What the exercise asks: Take every line from the listing below that contains "distant".

= = = = = = =

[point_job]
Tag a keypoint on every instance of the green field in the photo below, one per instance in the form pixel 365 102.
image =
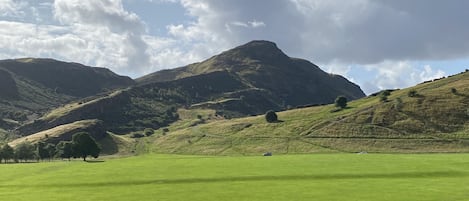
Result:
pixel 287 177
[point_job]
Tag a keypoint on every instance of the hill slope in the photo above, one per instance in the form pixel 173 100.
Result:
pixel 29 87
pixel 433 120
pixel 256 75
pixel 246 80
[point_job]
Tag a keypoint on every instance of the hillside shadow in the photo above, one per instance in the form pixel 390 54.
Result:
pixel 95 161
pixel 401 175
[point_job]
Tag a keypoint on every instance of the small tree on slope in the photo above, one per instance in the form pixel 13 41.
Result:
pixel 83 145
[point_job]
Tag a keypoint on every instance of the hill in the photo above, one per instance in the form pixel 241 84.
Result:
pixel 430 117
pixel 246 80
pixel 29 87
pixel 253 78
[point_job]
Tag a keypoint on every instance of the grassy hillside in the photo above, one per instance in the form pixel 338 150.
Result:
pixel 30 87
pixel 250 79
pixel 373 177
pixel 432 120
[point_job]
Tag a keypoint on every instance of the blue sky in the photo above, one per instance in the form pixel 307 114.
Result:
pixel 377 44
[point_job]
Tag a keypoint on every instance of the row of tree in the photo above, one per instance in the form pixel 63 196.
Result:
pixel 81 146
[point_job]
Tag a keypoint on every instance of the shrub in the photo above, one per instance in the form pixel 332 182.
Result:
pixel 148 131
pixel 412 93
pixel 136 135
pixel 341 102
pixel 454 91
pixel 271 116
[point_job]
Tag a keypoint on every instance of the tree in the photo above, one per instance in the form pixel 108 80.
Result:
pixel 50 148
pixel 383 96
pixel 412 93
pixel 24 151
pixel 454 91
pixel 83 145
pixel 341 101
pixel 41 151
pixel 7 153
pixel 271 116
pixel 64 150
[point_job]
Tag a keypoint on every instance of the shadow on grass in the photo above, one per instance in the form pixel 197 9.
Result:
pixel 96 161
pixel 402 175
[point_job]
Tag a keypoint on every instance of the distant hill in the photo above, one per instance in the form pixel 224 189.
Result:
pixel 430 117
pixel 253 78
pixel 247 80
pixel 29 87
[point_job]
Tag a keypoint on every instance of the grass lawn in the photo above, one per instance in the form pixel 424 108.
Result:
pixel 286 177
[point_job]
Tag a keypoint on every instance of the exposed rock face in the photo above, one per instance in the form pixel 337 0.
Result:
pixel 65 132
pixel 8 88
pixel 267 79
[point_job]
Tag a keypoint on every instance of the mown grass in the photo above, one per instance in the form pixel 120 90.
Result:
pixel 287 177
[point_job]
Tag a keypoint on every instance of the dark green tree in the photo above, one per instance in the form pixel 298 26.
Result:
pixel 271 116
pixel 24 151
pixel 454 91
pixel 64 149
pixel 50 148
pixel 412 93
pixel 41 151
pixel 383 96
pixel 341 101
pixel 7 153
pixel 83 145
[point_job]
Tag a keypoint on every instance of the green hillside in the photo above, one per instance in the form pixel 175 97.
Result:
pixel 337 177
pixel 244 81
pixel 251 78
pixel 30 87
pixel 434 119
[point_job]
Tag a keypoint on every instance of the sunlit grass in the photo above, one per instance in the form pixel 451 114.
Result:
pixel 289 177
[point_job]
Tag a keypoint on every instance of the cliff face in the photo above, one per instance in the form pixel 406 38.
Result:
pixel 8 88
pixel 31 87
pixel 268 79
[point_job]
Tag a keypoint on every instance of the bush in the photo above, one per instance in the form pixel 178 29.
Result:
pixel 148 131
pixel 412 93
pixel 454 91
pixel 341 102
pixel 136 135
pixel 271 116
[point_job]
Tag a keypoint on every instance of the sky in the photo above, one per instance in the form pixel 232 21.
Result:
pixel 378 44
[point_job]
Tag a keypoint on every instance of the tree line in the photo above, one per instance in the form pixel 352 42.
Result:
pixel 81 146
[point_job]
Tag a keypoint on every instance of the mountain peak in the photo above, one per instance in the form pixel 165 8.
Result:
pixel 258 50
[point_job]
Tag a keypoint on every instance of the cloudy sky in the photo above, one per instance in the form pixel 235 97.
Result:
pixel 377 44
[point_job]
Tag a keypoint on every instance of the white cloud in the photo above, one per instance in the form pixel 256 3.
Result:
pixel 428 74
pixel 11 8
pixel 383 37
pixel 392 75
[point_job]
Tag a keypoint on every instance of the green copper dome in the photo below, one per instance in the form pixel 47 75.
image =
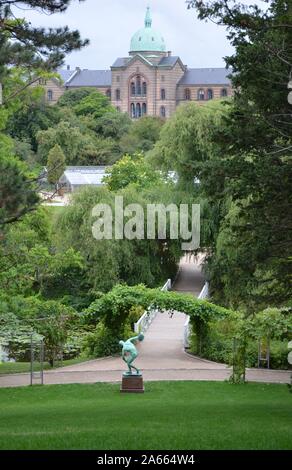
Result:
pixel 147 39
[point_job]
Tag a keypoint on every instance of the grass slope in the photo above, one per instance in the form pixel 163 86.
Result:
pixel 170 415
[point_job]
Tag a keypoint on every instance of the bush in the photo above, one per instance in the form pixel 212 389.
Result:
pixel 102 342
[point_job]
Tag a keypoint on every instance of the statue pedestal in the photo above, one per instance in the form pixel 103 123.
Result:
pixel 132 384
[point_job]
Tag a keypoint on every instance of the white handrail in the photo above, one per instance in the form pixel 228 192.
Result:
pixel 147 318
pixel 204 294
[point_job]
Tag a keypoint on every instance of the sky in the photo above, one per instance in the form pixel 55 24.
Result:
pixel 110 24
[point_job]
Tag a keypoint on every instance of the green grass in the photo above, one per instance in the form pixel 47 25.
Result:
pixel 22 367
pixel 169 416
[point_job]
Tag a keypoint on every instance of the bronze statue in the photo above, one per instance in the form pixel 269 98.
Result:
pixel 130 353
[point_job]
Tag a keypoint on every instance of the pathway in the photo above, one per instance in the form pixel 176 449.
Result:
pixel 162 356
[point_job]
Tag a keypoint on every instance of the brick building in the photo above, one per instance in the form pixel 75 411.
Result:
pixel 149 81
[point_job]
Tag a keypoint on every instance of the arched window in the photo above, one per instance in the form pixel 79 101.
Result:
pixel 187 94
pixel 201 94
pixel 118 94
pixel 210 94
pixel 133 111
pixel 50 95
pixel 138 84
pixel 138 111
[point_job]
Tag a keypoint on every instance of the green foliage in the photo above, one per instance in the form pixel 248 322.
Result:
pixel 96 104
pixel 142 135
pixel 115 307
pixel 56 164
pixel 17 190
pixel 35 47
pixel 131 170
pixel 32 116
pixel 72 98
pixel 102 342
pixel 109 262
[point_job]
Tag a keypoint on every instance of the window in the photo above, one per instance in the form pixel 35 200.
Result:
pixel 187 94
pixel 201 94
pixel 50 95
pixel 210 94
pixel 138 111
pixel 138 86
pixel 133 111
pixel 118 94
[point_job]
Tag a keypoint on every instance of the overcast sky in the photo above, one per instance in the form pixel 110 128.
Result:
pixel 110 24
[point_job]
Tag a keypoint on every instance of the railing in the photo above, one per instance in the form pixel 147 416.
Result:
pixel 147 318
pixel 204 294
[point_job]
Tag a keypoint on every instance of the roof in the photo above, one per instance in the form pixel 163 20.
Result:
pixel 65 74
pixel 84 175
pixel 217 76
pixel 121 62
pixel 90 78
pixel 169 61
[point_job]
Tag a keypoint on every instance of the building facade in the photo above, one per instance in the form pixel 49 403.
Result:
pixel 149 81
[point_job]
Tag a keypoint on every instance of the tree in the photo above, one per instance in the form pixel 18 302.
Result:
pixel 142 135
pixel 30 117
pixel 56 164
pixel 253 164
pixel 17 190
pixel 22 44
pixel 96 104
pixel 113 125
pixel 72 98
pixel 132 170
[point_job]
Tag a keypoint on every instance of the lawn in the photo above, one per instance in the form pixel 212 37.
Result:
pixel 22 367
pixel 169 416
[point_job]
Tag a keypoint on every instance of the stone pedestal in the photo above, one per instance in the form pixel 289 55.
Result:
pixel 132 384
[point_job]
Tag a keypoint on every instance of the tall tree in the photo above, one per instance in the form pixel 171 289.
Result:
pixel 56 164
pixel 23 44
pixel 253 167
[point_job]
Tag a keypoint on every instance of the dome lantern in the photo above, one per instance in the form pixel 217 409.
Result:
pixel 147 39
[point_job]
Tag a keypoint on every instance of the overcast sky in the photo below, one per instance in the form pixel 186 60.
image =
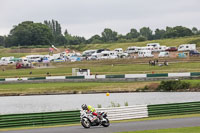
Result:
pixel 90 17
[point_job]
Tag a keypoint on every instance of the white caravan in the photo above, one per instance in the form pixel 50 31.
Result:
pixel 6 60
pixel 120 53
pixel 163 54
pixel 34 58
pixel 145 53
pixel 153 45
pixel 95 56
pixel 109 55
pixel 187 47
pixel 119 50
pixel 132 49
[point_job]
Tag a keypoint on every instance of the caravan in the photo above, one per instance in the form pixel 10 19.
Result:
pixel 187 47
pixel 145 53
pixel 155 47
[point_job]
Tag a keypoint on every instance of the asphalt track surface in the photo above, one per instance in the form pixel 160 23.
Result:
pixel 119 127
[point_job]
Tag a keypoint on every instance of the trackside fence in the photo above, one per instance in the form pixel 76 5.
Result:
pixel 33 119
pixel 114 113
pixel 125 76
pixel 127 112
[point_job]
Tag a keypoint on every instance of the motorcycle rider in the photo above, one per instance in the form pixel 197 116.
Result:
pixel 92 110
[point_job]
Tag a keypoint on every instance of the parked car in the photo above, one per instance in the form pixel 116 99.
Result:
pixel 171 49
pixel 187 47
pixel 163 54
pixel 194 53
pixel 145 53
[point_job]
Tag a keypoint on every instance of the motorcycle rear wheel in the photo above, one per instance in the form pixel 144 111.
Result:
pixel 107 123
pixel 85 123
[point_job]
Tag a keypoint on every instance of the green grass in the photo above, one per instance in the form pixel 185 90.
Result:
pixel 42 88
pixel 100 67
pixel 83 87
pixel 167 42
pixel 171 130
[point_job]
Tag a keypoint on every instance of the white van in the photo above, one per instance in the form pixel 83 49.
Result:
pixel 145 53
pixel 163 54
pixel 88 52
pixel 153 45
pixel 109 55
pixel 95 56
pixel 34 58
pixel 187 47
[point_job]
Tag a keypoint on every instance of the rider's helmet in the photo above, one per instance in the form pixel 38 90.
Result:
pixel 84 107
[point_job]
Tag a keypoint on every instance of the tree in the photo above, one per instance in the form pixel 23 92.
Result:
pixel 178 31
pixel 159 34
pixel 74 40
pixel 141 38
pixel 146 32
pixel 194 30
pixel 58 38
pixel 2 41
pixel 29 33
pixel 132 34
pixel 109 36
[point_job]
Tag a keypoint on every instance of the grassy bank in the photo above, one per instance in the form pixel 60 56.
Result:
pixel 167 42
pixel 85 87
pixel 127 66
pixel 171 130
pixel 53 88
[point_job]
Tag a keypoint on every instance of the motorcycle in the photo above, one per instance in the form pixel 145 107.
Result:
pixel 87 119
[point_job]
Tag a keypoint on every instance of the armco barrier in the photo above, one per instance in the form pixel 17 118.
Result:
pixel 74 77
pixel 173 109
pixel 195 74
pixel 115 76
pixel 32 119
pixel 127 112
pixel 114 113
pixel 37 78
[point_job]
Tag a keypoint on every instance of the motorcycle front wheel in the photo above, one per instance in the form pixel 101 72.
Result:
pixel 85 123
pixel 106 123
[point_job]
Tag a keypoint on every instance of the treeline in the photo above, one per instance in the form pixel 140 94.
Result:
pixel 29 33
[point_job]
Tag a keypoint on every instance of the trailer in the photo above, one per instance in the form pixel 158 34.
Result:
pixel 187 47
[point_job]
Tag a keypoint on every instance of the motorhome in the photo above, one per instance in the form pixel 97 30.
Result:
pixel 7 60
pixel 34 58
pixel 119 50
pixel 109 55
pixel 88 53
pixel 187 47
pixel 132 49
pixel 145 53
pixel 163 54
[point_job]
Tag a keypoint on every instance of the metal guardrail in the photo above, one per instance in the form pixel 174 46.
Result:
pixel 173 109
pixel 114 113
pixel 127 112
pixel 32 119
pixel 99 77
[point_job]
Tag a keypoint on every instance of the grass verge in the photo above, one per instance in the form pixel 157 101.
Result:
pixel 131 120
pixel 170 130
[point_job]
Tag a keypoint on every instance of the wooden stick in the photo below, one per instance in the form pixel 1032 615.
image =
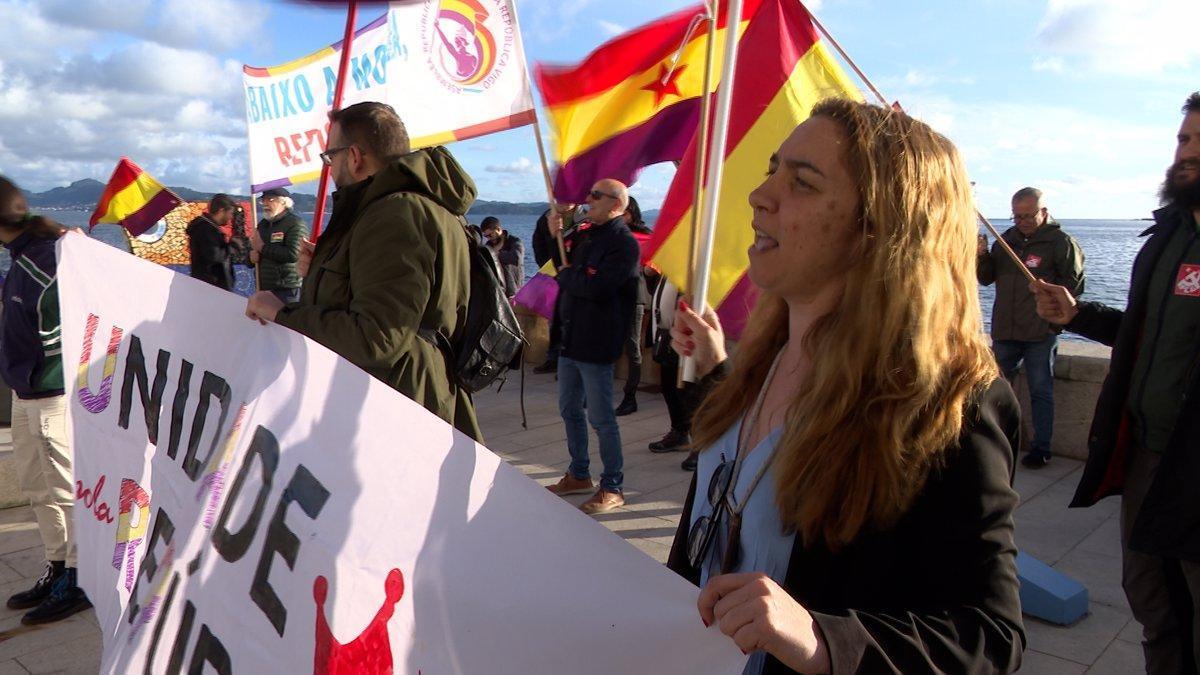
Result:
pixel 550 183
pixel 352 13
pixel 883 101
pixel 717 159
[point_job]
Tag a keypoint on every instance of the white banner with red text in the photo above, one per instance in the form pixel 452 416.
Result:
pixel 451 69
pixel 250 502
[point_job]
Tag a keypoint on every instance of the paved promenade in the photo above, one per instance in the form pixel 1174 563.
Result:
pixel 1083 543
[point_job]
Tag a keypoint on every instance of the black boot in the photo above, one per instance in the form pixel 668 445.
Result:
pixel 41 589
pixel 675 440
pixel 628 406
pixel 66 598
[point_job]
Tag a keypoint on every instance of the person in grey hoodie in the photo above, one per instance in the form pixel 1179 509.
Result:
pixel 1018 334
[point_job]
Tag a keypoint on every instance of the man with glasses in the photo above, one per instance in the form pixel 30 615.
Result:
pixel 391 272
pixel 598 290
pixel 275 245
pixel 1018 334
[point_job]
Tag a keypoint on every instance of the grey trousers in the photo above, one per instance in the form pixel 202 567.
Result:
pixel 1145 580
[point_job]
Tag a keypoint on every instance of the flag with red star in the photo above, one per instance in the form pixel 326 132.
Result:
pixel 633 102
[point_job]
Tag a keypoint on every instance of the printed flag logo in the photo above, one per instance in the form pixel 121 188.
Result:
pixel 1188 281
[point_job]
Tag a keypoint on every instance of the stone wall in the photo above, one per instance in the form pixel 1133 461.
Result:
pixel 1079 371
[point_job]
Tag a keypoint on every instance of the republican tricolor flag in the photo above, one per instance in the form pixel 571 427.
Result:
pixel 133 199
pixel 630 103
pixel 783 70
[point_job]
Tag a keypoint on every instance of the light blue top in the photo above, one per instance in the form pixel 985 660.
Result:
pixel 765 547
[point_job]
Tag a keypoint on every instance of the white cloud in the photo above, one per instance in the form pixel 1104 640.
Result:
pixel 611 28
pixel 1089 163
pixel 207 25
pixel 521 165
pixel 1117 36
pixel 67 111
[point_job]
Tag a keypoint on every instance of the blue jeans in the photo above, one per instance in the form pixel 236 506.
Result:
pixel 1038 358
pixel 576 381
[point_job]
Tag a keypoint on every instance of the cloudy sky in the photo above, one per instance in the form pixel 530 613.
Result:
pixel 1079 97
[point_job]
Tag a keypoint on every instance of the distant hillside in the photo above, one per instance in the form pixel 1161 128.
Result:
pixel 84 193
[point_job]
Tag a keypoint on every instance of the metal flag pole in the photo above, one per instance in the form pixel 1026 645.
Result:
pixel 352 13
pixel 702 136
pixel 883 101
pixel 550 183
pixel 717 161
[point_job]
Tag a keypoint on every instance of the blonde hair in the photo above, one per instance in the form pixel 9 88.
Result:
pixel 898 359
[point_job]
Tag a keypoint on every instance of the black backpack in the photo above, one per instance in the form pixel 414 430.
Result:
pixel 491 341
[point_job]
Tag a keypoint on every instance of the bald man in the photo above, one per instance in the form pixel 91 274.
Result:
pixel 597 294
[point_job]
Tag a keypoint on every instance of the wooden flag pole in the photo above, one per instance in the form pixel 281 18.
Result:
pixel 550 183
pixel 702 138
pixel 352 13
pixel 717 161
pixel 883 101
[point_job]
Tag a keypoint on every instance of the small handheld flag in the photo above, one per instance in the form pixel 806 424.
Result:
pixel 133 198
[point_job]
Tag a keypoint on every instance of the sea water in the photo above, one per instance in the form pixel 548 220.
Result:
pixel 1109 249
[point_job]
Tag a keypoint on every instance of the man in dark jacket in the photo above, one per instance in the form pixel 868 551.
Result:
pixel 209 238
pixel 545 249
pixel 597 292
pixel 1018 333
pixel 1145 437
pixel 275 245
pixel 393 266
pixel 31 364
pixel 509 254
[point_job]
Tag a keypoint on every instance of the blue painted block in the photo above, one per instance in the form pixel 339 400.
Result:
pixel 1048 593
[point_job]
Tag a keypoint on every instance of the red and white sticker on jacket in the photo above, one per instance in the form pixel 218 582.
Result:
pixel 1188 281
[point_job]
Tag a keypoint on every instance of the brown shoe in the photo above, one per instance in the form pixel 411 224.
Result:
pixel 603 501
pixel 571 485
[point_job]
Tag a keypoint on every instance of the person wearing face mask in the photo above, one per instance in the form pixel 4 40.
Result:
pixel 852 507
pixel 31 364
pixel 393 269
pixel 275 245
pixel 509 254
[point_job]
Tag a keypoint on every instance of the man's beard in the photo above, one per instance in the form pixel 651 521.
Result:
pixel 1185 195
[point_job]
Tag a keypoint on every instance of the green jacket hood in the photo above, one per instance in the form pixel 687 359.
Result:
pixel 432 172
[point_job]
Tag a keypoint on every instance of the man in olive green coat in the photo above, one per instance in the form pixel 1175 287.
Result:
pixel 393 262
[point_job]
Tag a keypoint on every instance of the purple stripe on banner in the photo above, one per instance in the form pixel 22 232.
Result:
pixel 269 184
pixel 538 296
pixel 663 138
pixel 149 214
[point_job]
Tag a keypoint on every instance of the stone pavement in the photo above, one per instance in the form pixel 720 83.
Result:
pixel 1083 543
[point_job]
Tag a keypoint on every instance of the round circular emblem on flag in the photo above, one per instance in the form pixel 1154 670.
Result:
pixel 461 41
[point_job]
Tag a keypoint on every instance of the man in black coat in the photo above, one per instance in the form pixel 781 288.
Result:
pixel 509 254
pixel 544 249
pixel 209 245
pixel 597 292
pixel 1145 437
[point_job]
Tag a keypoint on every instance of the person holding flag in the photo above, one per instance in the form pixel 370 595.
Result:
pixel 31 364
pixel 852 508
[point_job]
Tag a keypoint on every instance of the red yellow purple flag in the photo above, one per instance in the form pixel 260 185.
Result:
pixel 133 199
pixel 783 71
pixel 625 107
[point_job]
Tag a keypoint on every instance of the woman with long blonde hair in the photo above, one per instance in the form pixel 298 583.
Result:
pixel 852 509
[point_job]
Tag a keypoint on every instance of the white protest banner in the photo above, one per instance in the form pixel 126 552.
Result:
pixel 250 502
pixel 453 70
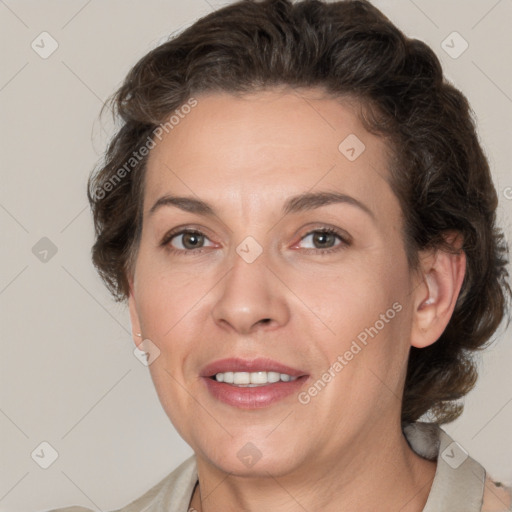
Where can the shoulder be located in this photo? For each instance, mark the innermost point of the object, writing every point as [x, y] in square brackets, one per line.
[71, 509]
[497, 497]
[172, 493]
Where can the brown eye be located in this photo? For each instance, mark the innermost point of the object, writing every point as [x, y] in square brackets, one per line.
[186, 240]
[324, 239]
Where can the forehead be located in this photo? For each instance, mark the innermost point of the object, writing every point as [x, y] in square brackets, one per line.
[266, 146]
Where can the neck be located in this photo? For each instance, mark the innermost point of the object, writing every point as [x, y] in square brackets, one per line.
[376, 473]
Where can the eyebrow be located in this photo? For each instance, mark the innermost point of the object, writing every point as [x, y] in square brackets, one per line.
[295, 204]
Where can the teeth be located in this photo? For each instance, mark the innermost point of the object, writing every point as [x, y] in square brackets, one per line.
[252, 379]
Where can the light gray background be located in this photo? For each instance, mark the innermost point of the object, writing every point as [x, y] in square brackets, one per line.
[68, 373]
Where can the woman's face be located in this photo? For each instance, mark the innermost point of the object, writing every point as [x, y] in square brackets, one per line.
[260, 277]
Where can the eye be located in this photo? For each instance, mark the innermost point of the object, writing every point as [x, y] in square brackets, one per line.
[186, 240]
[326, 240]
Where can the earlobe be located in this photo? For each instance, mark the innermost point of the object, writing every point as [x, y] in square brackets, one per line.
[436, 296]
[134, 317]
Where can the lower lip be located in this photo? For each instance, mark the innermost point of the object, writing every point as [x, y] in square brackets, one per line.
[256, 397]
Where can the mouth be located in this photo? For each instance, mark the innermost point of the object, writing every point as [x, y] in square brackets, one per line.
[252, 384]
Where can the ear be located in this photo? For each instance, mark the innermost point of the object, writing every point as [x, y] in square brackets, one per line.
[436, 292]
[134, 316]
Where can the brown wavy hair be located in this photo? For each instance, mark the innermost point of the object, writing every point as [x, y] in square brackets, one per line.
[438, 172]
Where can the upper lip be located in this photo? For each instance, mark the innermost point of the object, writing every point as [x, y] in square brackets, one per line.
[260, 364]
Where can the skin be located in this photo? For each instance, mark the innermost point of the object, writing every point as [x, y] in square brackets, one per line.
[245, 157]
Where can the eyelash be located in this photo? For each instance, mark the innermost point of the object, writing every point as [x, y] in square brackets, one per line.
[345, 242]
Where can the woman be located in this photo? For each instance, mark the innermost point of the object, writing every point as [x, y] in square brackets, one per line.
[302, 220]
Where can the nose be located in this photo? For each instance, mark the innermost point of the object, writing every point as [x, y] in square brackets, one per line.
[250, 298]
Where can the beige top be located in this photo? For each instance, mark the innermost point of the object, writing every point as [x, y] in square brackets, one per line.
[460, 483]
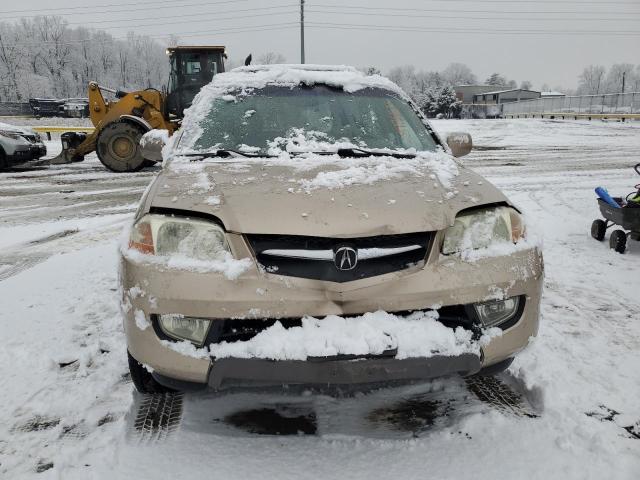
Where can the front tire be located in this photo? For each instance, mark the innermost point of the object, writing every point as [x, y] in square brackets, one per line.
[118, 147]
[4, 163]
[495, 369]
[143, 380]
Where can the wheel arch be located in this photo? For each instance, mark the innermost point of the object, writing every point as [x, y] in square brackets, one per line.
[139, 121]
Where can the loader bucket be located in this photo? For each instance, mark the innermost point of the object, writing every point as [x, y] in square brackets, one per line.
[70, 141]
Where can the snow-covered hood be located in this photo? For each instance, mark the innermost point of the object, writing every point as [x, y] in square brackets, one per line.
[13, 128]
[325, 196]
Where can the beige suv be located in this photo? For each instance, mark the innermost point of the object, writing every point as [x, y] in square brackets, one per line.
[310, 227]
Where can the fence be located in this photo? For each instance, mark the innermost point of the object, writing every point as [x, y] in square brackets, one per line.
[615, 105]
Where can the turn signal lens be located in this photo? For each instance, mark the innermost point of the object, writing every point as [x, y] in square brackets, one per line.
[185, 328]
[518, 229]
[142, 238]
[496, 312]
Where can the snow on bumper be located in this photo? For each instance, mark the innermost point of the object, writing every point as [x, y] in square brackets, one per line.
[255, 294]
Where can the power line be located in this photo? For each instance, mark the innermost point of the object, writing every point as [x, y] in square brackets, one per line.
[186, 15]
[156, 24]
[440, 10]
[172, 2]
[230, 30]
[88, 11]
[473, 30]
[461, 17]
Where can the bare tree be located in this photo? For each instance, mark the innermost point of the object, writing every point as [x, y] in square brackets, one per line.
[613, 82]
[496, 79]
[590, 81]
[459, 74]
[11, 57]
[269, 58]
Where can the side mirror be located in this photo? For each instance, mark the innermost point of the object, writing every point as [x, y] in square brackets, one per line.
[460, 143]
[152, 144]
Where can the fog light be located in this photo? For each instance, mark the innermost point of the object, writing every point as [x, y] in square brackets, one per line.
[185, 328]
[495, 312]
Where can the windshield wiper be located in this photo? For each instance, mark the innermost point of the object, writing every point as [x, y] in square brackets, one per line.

= = = = = = =

Response box:
Tag a keypoint on every instance of the distant hill in the photo above, one per instance in the form pixel 224 189.
Tag a keypoint on every instance of the distant hillside in the photo above, one per instance in the form pixel 1161 128.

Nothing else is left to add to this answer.